文書抜粋 >>
____________________
大学院について、世間で色々言われている節はありますが(主に、大学院を卒業した先生方は「大学院は行った方が良い」と仰いますし、大学院を出ていない先生方は「大学院なんて行っても仕方ない」と仰る傾向があります)、私個人の現時点(博士課程3年目)の感想としては、大学院に進学して良かったと考えています。
まず、大学院での研究を通じて、精神医学の奥深さに触れることができました。精神医学という分野は未解明な点が数多く残されています。「統合失調症がなぜ発症するのか」「抗うつ薬がなぜ効くのか」「精神療法は脳にどう作用しているのか」……など、臨床上で遭遇する多くの疑問に答えるべく、日々、世界中の研究者が奮闘しています。
もちろん、臨床経験を積めば薬物療法や精神療法については上達するでしょうが、それは例えるなら「車をどう上手に運転するか」という技術的な話であって、その先へ進もうと思ったら「そもそも車がなぜ走るのか」という仕組みの部分の理解は避けて通れません。
例えば、私が今研究させて頂いているリスク回避傾向の変化をはじめとした意思決定の障害も、うつ病や不安症といった病態を解明する新たな切り口として注目されています。大学院で実際に研究を進めることで、精神医学の深み、その一端に触れることができているように感じます。
また、大学院生活を通じて、インプットについても大いに磨かれました。
____________________
提示データ >>
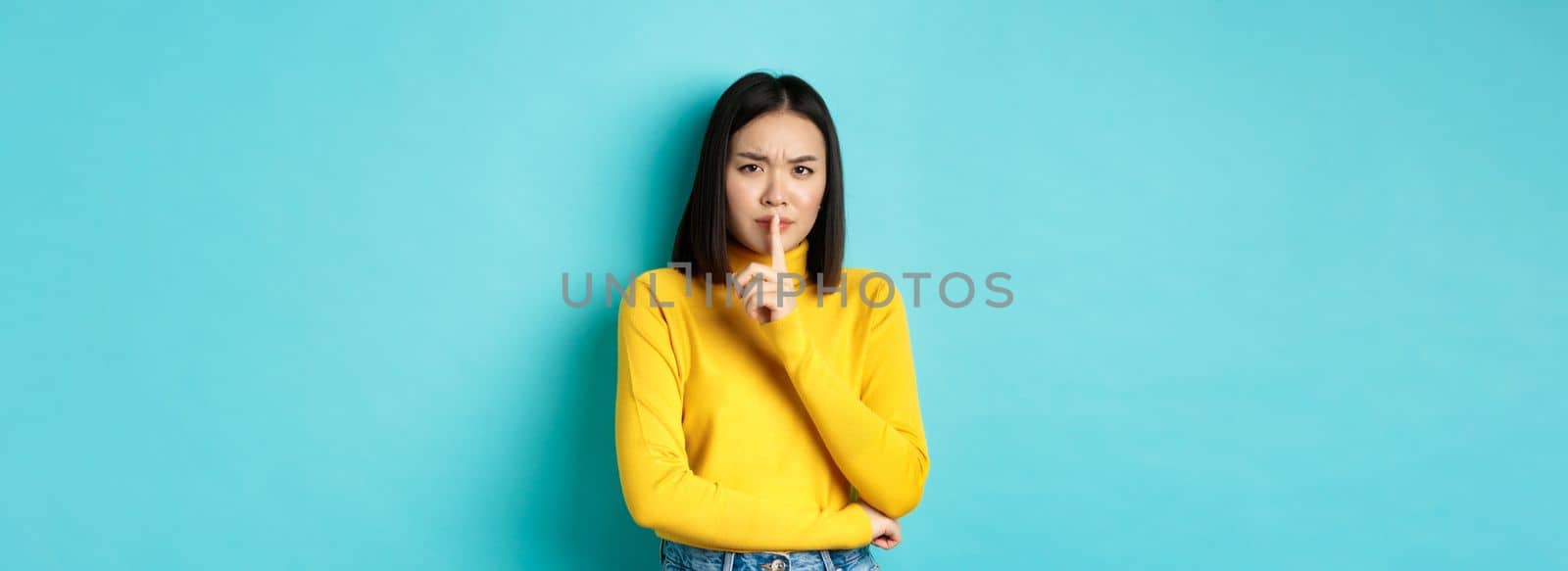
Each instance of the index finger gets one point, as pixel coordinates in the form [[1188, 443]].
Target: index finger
____________________
大学院について述べた文書抜粋で、筆者が今研究しているテーマは何か。

解答例 >> リスク回避傾向の変化をはじめとした意思決定の障害。